↓↓↓

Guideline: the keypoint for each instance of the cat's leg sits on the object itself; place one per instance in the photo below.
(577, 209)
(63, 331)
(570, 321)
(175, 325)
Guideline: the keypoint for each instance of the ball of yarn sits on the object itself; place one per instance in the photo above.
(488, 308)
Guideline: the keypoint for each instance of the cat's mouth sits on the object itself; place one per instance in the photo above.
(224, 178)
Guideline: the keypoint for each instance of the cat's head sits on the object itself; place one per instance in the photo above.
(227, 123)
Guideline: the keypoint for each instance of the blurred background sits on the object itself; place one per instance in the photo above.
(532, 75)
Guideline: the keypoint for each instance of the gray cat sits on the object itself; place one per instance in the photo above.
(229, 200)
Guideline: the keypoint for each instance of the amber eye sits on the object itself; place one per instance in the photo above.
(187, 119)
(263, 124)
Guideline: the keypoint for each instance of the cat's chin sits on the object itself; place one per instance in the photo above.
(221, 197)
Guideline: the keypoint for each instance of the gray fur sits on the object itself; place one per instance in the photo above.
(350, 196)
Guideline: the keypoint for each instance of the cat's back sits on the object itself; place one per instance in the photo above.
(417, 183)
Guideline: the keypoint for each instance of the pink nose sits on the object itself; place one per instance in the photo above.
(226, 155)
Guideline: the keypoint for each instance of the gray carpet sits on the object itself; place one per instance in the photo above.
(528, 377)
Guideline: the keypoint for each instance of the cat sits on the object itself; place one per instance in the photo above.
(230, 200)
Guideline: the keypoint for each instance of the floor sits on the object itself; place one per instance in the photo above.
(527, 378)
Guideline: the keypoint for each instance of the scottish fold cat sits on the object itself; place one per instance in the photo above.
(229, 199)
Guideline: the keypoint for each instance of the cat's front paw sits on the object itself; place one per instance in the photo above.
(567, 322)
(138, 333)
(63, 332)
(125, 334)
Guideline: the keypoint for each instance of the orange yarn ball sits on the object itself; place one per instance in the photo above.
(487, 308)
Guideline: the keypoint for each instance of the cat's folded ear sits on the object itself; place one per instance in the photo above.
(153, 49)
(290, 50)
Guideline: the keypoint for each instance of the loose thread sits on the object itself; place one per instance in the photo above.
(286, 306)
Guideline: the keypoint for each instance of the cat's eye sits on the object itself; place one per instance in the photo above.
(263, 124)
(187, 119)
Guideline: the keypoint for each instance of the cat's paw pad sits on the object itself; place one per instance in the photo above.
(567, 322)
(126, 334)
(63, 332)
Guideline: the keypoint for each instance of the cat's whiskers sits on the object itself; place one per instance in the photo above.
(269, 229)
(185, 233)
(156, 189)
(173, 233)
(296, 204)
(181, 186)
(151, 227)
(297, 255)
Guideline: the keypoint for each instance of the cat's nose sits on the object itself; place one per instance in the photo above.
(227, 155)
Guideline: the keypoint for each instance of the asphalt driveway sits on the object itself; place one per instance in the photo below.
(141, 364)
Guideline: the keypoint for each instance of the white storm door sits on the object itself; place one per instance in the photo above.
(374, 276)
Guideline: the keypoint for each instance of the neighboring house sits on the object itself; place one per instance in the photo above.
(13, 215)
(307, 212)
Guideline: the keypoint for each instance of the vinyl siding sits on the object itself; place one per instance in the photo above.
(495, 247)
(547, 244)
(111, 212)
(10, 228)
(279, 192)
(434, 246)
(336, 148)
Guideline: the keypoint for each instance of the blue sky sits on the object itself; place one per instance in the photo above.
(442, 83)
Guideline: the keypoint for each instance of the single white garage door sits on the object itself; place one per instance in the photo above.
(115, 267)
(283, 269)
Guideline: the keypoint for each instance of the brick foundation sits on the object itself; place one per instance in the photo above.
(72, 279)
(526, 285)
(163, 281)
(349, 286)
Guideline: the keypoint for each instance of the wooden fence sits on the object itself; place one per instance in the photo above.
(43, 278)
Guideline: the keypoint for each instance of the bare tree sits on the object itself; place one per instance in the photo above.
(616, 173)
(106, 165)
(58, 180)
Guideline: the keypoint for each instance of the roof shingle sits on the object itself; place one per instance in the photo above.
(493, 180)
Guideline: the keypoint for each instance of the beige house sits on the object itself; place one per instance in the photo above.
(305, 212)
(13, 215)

↑↑↑

Problem details = Please write every one of the entries above as a two-column CSV with the headers "guideline" and "keypoints", one row per entry. Quote each field and turn any line breaks inside a field into spaces.

Output for this exercise =
guideline,keypoints
"Guideline: the keypoint for each instance of the cat's leg sits on the object itself; place one per instance in the photo below.","(577, 209) (63, 331) (570, 321) (175, 325)"
"Guideline: the keypoint for each instance of the ball of yarn sits on the object itself; place one per instance in the photo above.","(488, 308)"
"Guideline: the keypoint for each instance of the cat's mouth sits on the object itself; place one per instance in the photo above.","(224, 178)"
"Guideline: the keypoint for each instance of the cat's head sits on the object itself; place one per instance in the photo above.","(227, 123)"
"Guideline: the keypoint for each instance of the blurred background sits on the object itself; place one per instance in the photo above.","(532, 75)"
"Guideline: the keypoint for each instance of the gray cat sits on the object itself; place one per instance in the photo above.","(229, 200)"
"Guideline: the keypoint for each instance of the amber eye sits on the object itself; place one per instance in the photo above.","(187, 119) (263, 124)"
"Guideline: the keypoint for each instance of the cat's chin sits on the object itself; place one per instance in the photo above.","(221, 197)"
"Guideline: the keypoint for each instance of the gray fur sits on the object itself; place one per instance in the photo above.","(350, 196)"
"Guideline: the keypoint for each instance of the cat's back sits on the object itself; place one per instance in the photo above.","(417, 183)"
"Guideline: the keypoint for each instance of the pink nose sits on the object itself; place one per instance in the photo above.","(226, 155)"
"Guideline: the keypoint for each instance of the gray carpet sits on the object itself; place one per instance in the photo above.","(528, 377)"
"Guideline: the keypoint for each instance of the cat sits on the object itself; place one per instance in the photo above.","(230, 200)"
"Guideline: the keypoint for each instance of the floor sits on the object itself; place one per instance in the photo above.","(527, 378)"
"Guideline: the keypoint for each instance of the scottish fold cat sits on the object itself; place one per instance in the photo above.","(229, 199)"
"Guideline: the keypoint for each instance of the cat's front paw sits on the object itself; place one per instance in the photo above.","(567, 322) (138, 333) (63, 332) (125, 334)"
"Guideline: the keypoint for each instance of the orange yarn ball sits on the object itself; place one per instance in the photo above.","(487, 308)"
"Guideline: the keypoint for each instance of the cat's folded ear sits on the object itself; place one per instance in the photo above.","(153, 49) (290, 50)"
"Guideline: the keypoint for each instance of the loose thread sits on the object itself; place one per instance in the photo above.","(286, 306)"
"Guideline: the keypoint for each instance of the cat's eye sits on the object itself; place one per instance in the photo above.","(263, 124) (187, 119)"
"Guideline: the keypoint for each instance of the cat's paw pad sits on the object itself; place one per instance in the photo above.","(567, 322) (126, 334) (63, 332)"
"Guideline: the keypoint for each instance of the cat's whiskers sits on the object itself; place one per instance in the photo above.","(269, 229) (185, 233) (156, 189) (173, 233) (296, 204) (181, 186) (151, 227) (297, 255)"
"Guideline: the keypoint for each instance of the cat's nose sits on the object itself; place one per instance in the photo above.","(227, 155)"
"Guideline: the keypoint for each instance of the asphalt driveway sits on the object itself; place one per instance in the photo below.","(141, 364)"
"Guideline: the keypoint for each instance of the white storm door sits on the object itself; place one per instance in the photo above.","(374, 276)"
"Guideline: the keypoint for each instance of the neighboring house sits on the object itself; place one per instance in the photo above.","(13, 215) (307, 212)"
"Guideline: the keypoint for each instance of the vinyl siding sits on the object itself; place one per instance in the photo above.","(495, 247) (547, 244) (111, 212) (10, 228) (279, 192) (434, 246) (336, 148)"
"Guideline: the keypoint for each instance of the blue sky sits on the object itself; place one per instance in the photo above.","(442, 83)"
"Guideline: the keypoint for each instance of the single white garage door sits on the object itself; place one per instance in the photo above.","(115, 267) (283, 269)"
"Guideline: the keypoint for each instance of the brick foundation sits on the object itself; place one per instance in the photo above.","(72, 279) (526, 285) (163, 281) (349, 286)"
"Guideline: the keypoint for each instance of the wooden fence sits on the object itself; place one per instance in the photo above.","(43, 278)"
"Guideline: the keypoint for each instance of the bare tree sits on the object itself; place one per instance in the photo above.","(616, 173) (106, 165) (58, 180)"
"Guideline: the keypoint for each instance of the roof shingle sits on the object itself; place one per instance in the photo above.","(493, 180)"
"Guideline: the keypoint for each instance of the beige house sits on the object itself; place one per instance in the photo above.","(305, 212) (13, 215)"